--- Start of DOCUMENT EXCERPT ---
On 8/13/21 6:25 AM, Tony van der Peet wrote:
> Hi Ilya et al
>
> I can do that, but it may take a few days to get to it. Thanks for the
> detailed analysis, I'll try to get my head around that too and contribute to
> a fix.
Thanks! I'm planning to make a series of stable releases in a couple
of weeks after the 2.16 release (which is on Monday). It would be great
to have a fix for this crash there. So, we have a bit of time, no rush.
In any case, if you have any questions feel free to ask.
--- End of DOCUMENT EXCERPT ---
--- Start of PROVIDED MATERIAL ---
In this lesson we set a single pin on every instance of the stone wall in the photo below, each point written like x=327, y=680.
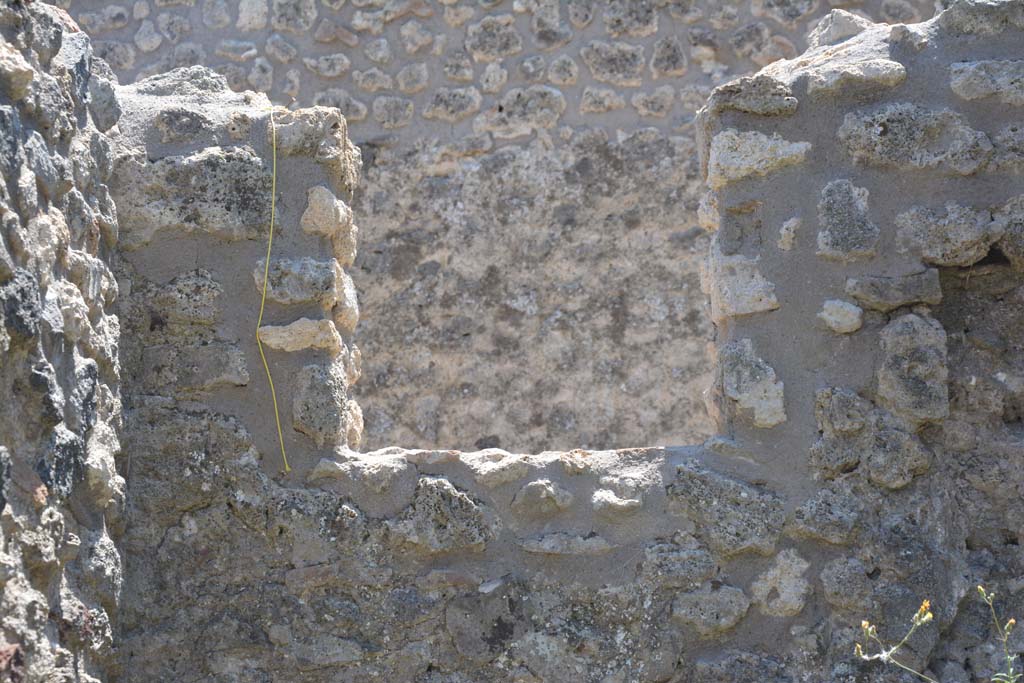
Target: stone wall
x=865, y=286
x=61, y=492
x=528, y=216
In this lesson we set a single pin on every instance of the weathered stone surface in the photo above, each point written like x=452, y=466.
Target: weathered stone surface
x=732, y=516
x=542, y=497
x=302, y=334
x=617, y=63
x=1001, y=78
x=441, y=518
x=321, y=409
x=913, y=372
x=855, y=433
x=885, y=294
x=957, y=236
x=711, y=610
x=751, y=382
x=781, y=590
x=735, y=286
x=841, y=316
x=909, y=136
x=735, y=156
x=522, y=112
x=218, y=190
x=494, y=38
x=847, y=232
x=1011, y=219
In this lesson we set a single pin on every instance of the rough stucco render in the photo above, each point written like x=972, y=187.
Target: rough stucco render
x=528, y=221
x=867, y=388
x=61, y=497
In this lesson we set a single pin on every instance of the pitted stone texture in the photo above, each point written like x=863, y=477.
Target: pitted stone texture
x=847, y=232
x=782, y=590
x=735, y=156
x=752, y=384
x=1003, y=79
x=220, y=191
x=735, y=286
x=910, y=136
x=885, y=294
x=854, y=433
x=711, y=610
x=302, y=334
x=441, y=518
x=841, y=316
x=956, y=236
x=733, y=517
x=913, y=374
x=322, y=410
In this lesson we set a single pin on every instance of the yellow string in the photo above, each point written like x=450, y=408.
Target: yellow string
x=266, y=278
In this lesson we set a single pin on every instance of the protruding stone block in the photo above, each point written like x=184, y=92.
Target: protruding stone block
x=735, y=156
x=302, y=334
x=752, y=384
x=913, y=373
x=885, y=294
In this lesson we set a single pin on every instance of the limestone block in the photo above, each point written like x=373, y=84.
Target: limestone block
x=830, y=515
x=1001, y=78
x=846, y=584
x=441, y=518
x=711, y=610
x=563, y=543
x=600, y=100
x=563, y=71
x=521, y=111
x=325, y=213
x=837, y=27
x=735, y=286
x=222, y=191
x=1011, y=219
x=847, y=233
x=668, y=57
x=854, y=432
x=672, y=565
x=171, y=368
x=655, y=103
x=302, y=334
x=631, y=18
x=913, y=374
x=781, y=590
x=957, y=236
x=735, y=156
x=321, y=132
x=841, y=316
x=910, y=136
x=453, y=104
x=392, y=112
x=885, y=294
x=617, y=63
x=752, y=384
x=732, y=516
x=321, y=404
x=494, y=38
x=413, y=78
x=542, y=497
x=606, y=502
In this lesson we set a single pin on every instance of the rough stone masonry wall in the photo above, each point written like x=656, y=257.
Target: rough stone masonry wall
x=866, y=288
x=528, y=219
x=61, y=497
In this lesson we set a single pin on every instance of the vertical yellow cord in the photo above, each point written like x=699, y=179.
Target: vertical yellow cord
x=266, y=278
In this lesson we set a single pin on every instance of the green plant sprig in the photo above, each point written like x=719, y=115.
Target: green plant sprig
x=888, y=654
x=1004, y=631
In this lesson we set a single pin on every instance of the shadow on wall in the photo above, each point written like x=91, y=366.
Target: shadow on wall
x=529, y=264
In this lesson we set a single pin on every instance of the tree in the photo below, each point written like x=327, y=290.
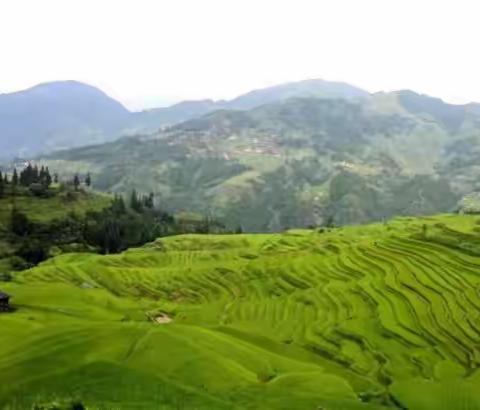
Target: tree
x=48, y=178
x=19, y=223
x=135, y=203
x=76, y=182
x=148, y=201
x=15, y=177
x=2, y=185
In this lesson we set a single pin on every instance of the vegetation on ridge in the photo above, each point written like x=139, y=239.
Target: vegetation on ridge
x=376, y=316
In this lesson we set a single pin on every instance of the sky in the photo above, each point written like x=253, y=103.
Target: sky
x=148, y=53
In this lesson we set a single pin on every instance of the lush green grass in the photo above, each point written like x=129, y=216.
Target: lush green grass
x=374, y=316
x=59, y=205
--- End of PROVIDED MATERIAL ---
## EXERCISE DETAILS
Continue the mailing-list reply about fixing the crash before the stable releases, picking up after its final sentence.

## RESPONSE
BTW, here is the test for the tunnel push issue:
diff --git a/tests/tunnel-push-pop.at b/tests/tunnel-push-pop.at
index 48c5de9d1..2ba39cff5 100644
--- a/tests/tunnel-push-pop.at
+++ b/tests/tunnel-push-pop.at
@@ -595,6 +595,62 @@ OVS_WAIT_UNTIL([test `ovs-pcap p0.pcap | grep
50540000000a5054000000091235 | wc
OVS_VSWITCHD_STOP
AT_CLEANUP
+AT_SETUP([tunnel_push_pop - packet_out debug_slow])
+
+OVS_VSWITCHD_START(
+ [add-port br0 p0 dnl
+ -- set Interface p0 type=dummy ofport_request=1 dnl
+ other-config:hwaddr=aa:55:aa:55:00:00])
+AT_CHECK([ovs-appctl vlog/set dpif_netdev:dbg])
+AT_CHECK([ovs-vsctl add-br int-br -- set bridge int-br datapath_type=dummy])
+AT_CHECK([ovs-vsctl add-port int-br t2 dnl
+ -- set Interface t2 type=geneve options:remote_ip=1.1.2.92 dnl
+ options:key=123 ofport_request=2])
+
+dnl First setup dummy interface IP address, then add the route
+dnl so that tnl-port table can get valid IP address for the device.
+AT_CHECK([ovs-appctl netdev-dummy/ip4addr br0 1.1.2.88/24], [0], [OK
+])
+AT_CHECK([ovs-appctl ovs/route/add 1.1.2.92/24 br0], [0], [OK
+])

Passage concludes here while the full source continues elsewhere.